Your array is not initialized, and also you have an array of pointers, instead of an array of char's. It should be char* array = (char*)malloc(sizeof(char)*size);, if you want an array of char's. Now you have a pointer to the first element of the array.
Why are we making such a simple thing sound so difficult?
char array[SIZE];
... /* initialize array */
puts(array); /* prints the string/char array and a new line */
/* OR */
printf("%s", array); /* prints the string as is, without a new line */
The char in array after the end of what you want to be your string (ie. if you want your string to read "Hello" that would be the next char after the 'o') must be the terminating NUL character '\0'. If you use a C function to read input that would automatically be appended to the end of your buffer. You would only need to worry about doing it manually if you were individually writing characters to your buffer or something for some reason.
EDIT: As with pmg's comment, the '\0' goes wherever you want the string to end, so if you wanted to shorten your string you could just move it up closer to the front, or to have an empty string you just have array[0] = '\0';. Doing so can also be used to tokenise smaller strings inside a single buffer, just as strtok does. ie. "Part1\0Part2\0Part3\0". But I think this is getting away from the scope of the question.

○ ○ ○ ○ ○

__WORK TO COMPLETE__.
• 1. In the forum thread, what character must come right after the last character you want in your string?
• 2. Rewrite the stretch of the forum thread from "Your array is" through "sound so difficult?", putting "basic" in place of "simple".

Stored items
○ ○ ○ ○ ○

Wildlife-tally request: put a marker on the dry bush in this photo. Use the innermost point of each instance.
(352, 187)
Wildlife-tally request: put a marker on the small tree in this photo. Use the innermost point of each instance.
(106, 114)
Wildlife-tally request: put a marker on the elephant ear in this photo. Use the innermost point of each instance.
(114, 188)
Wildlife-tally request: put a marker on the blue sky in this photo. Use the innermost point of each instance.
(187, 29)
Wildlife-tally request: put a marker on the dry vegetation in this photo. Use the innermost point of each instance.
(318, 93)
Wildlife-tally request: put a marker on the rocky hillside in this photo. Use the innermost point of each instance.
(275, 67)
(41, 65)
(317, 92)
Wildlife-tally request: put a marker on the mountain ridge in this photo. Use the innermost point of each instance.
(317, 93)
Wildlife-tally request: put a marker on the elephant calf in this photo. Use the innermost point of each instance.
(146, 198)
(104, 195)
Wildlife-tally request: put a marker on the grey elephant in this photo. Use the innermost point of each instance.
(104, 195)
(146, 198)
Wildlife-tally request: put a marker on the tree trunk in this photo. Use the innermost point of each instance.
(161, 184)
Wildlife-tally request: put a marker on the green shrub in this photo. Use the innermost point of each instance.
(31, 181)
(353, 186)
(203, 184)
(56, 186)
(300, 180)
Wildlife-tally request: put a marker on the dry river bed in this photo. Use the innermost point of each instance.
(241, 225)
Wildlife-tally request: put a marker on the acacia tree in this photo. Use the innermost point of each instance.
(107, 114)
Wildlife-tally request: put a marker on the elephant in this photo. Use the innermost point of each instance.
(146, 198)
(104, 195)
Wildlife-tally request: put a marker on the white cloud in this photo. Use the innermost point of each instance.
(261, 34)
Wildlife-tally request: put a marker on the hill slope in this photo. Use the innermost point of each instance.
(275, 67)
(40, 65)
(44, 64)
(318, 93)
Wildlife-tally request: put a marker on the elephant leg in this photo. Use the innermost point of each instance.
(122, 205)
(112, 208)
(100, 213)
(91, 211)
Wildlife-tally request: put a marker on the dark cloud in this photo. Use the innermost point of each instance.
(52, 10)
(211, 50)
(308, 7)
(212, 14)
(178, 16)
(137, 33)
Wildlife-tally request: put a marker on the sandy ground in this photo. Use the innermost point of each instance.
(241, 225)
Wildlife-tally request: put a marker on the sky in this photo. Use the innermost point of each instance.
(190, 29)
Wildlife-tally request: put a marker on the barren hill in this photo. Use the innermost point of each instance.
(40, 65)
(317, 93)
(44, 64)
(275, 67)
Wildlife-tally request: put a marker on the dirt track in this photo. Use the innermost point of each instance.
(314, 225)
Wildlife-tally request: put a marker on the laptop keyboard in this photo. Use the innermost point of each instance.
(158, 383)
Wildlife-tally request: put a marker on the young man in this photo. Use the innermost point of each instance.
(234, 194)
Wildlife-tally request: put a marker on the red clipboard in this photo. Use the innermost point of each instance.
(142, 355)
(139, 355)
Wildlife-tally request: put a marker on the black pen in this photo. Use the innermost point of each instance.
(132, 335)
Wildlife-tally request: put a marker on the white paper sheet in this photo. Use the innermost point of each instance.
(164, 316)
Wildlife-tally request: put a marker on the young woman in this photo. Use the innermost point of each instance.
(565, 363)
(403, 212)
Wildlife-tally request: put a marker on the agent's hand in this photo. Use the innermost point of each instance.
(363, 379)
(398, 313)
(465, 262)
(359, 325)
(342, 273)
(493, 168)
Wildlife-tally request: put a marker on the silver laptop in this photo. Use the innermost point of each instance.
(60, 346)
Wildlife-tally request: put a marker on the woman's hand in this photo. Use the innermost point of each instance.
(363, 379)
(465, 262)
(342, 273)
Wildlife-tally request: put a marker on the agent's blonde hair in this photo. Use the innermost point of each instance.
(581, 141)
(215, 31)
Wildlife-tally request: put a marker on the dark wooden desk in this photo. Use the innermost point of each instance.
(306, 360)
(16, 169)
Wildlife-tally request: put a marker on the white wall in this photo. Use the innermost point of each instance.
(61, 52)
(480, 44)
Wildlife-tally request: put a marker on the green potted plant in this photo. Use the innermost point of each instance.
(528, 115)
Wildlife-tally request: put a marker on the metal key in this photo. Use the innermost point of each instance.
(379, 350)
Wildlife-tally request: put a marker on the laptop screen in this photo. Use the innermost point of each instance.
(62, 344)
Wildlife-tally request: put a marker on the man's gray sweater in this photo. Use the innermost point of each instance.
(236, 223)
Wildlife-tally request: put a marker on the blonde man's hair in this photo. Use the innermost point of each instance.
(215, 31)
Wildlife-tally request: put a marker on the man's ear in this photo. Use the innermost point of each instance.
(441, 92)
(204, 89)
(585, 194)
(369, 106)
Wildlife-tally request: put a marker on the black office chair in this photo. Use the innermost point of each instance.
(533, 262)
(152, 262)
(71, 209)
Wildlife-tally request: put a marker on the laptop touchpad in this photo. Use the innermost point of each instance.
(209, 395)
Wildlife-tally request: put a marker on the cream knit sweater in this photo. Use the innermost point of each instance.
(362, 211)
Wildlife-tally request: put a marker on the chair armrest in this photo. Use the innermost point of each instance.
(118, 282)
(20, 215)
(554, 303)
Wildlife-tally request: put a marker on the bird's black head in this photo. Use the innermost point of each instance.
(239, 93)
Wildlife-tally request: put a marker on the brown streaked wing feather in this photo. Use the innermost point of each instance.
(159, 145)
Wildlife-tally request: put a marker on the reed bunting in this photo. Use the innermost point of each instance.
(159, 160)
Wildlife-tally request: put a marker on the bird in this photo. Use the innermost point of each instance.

○ ○ ○ ○ ○

__OUTPUTS FOR THE TASKS__.
• 1. The terminating NUL character '\0'.

• 2.
Your array is not initialized, and also you have an array of pointers, instead of an array of char's. It should be char* array = (char*)malloc(sizeof(char)*size);, if you want an array of char's. Now you have a pointer to the first element of the array.
Why are we making such a basic thing sound so difficult?